WRITTEN PROBLEM
List each line in the data below that contains the string "target".

---------- DATA EXTRACT ----------

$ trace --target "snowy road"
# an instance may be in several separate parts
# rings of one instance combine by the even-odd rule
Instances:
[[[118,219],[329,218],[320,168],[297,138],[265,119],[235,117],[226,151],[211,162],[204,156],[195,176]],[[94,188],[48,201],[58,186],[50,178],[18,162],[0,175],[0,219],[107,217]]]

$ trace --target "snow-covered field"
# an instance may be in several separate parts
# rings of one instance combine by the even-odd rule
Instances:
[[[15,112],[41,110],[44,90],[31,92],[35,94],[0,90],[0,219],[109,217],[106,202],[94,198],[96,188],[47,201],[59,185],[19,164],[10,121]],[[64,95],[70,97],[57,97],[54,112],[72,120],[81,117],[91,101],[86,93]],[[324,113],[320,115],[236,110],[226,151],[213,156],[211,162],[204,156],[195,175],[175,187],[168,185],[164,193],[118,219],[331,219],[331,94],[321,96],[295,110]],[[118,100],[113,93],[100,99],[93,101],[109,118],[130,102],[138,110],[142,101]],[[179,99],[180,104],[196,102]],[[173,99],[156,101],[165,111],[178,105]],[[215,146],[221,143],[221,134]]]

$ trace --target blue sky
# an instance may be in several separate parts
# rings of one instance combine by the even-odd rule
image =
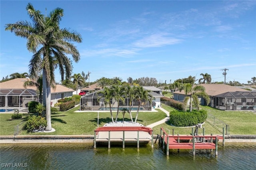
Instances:
[[[225,68],[227,82],[256,76],[256,1],[1,0],[1,79],[28,72],[33,54],[26,39],[4,26],[31,21],[29,2],[43,14],[64,9],[60,27],[83,38],[75,44],[81,59],[73,73],[89,71],[90,82],[149,77],[169,83],[202,73],[220,82]],[[55,76],[58,82],[58,69]]]

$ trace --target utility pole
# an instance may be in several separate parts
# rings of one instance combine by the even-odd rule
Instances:
[[[225,80],[224,80],[224,84],[226,84],[226,75],[227,75],[227,73],[226,72],[226,71],[227,70],[228,70],[228,69],[225,68],[224,69],[223,69],[222,70],[222,70],[222,71],[224,71],[224,72],[223,72],[222,73],[222,74],[223,74],[225,77]]]
[[[89,86],[88,88],[89,89],[89,93],[90,93],[90,74],[91,73],[91,72],[90,72],[89,71],[88,71],[88,81],[89,82]]]

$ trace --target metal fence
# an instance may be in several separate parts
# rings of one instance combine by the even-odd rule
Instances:
[[[220,132],[223,132],[223,127],[226,128],[225,134],[228,135],[229,135],[229,125],[216,118],[213,115],[210,114],[208,114],[206,121],[212,125]]]
[[[16,126],[14,126],[14,136],[15,137],[15,136],[17,136],[19,135],[19,133],[22,129],[22,124],[23,123],[23,122],[22,122],[20,123],[18,125],[17,125]]]

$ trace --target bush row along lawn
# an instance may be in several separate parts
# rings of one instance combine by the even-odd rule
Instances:
[[[161,106],[168,111],[174,109],[170,106],[162,104]],[[209,106],[200,106],[201,109],[205,109],[207,113],[213,115],[216,118],[224,122],[230,126],[230,135],[256,135],[256,113],[249,111],[224,111],[214,109]],[[165,123],[153,128],[155,134],[160,134],[160,129],[162,127],[167,133],[170,131],[172,134],[172,129],[174,129],[174,134],[188,135],[192,133],[192,127],[173,127],[168,121]],[[207,121],[203,125],[205,134],[222,135],[220,132]],[[194,131],[195,130],[194,127]],[[202,134],[203,129],[198,129],[198,134]]]
[[[161,107],[170,111],[175,109],[164,104]],[[230,126],[230,135],[255,135],[256,134],[256,114],[248,111],[224,111],[208,106],[201,106],[202,109],[207,111],[208,113],[224,122]],[[59,112],[52,115],[52,127],[56,130],[54,132],[48,133],[36,133],[29,135],[93,135],[94,131],[97,128],[98,113],[97,112],[75,113],[79,107],[64,112]],[[158,112],[140,112],[138,122],[147,125],[159,121],[166,117],[166,114],[160,109],[156,109]],[[116,112],[113,112],[115,118]],[[132,112],[135,118],[136,112]],[[0,114],[0,135],[13,135],[14,126],[22,122],[22,119],[10,120],[11,114]],[[26,115],[29,115],[28,114]],[[25,115],[23,116],[23,117]],[[105,123],[111,122],[109,112],[100,112],[99,126],[102,127]],[[122,115],[120,113],[118,121],[122,121]],[[126,113],[125,121],[130,121],[129,113]],[[22,125],[24,125],[24,122]],[[168,121],[154,127],[154,134],[160,134],[160,128],[163,127],[168,133],[172,134],[172,129],[174,133],[180,135],[188,135],[192,133],[191,127],[174,127]],[[208,122],[203,125],[205,128],[205,134],[222,134],[222,133],[216,129]],[[199,129],[198,133],[202,133],[202,128]],[[23,130],[20,135],[28,135],[26,131]]]
[[[20,135],[93,135],[94,130],[97,128],[98,121],[97,112],[74,112],[78,110],[79,107],[69,111],[52,113],[52,127],[56,130],[50,133],[27,133],[26,130],[22,130]],[[158,112],[140,112],[137,122],[145,126],[159,121],[166,117],[166,114],[160,109]],[[113,111],[114,120],[116,117],[116,111]],[[136,112],[132,112],[134,120],[136,115]],[[23,121],[22,119],[10,120],[12,114],[0,114],[0,135],[13,135],[14,126]],[[23,116],[29,115],[26,114]],[[119,113],[118,121],[122,121],[122,113]],[[130,115],[126,113],[125,121],[130,121]],[[100,112],[99,127],[102,127],[111,122],[110,112]],[[24,126],[23,122],[22,126]]]

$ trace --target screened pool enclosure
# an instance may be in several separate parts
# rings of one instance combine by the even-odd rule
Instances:
[[[80,99],[80,110],[92,110],[92,111],[108,111],[110,110],[109,105],[105,105],[104,104],[104,98],[98,98],[103,96],[103,94],[100,93],[97,94],[97,92],[94,92],[89,94],[86,94],[81,97]],[[125,98],[125,102],[123,104],[122,102],[119,102],[119,109],[126,108],[129,110],[129,103],[130,99]],[[114,99],[110,100],[112,110],[117,110],[118,102]],[[140,107],[138,108],[138,102],[136,100],[133,100],[132,102],[131,110],[132,111],[151,110],[151,104],[148,101],[142,101]]]
[[[227,92],[213,96],[213,107],[225,110],[256,110],[256,92]]]

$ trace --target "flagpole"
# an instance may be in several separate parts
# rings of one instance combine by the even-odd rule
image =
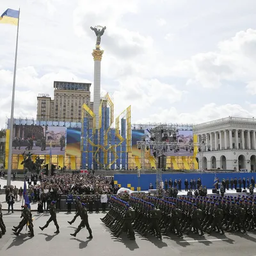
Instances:
[[[52,141],[50,141],[50,159],[49,163],[48,176],[51,176],[52,173]]]
[[[14,62],[14,70],[13,70],[13,83],[12,85],[11,119],[10,119],[10,122],[9,155],[8,155],[8,172],[7,172],[7,186],[11,185],[11,178],[12,178],[12,141],[13,141],[13,137],[14,100],[15,100],[15,97],[17,57],[17,53],[18,53],[19,29],[19,24],[20,24],[20,8],[19,8],[18,28],[17,29],[17,38],[16,38],[15,60],[15,62]]]

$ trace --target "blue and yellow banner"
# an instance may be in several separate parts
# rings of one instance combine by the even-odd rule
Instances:
[[[0,16],[0,24],[9,24],[18,26],[19,11],[12,9],[7,9]]]

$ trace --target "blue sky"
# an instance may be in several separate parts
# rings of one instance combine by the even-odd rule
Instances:
[[[102,38],[102,90],[133,123],[198,124],[252,117],[256,95],[253,0],[2,0],[20,6],[15,115],[36,117],[54,80],[93,82],[90,27]],[[10,116],[16,28],[1,24],[0,127]],[[91,87],[93,92],[93,86]]]

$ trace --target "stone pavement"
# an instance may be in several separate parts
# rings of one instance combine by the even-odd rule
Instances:
[[[20,221],[20,214],[4,213],[4,221],[6,226],[7,233],[0,239],[0,255],[13,256],[19,255],[32,255],[36,256],[51,255],[102,255],[104,256],[148,256],[161,253],[161,255],[172,256],[222,256],[227,253],[232,256],[255,255],[255,244],[256,235],[248,233],[244,235],[241,233],[227,233],[220,236],[213,233],[209,236],[199,237],[195,234],[178,238],[173,235],[164,236],[163,241],[149,236],[145,238],[136,234],[136,241],[126,238],[123,234],[120,238],[111,236],[110,231],[100,221],[102,214],[89,214],[89,223],[93,232],[93,239],[88,240],[86,228],[83,228],[77,237],[70,236],[80,223],[80,220],[70,226],[67,222],[70,220],[74,213],[67,214],[63,212],[57,214],[57,219],[60,227],[60,233],[54,234],[56,228],[51,223],[44,231],[39,229],[44,225],[49,214],[34,214],[34,229],[35,236],[28,237],[28,230],[24,228],[22,234],[16,237],[12,234],[12,228]]]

----------

WRITTEN SOLUTION
$ trace --target "snowy road"
$ trace --target "snow-covered field"
$ trace --target blue sky
$ trace --target utility pole
$ trace --target metal fence
$ trace --target bush row along lawn
$ trace --target screened pool enclosure
$ trace --target "flagpole"
$ trace --target "blue and yellow banner"
$ trace --target "blue sky"
$ trace --target "stone pavement"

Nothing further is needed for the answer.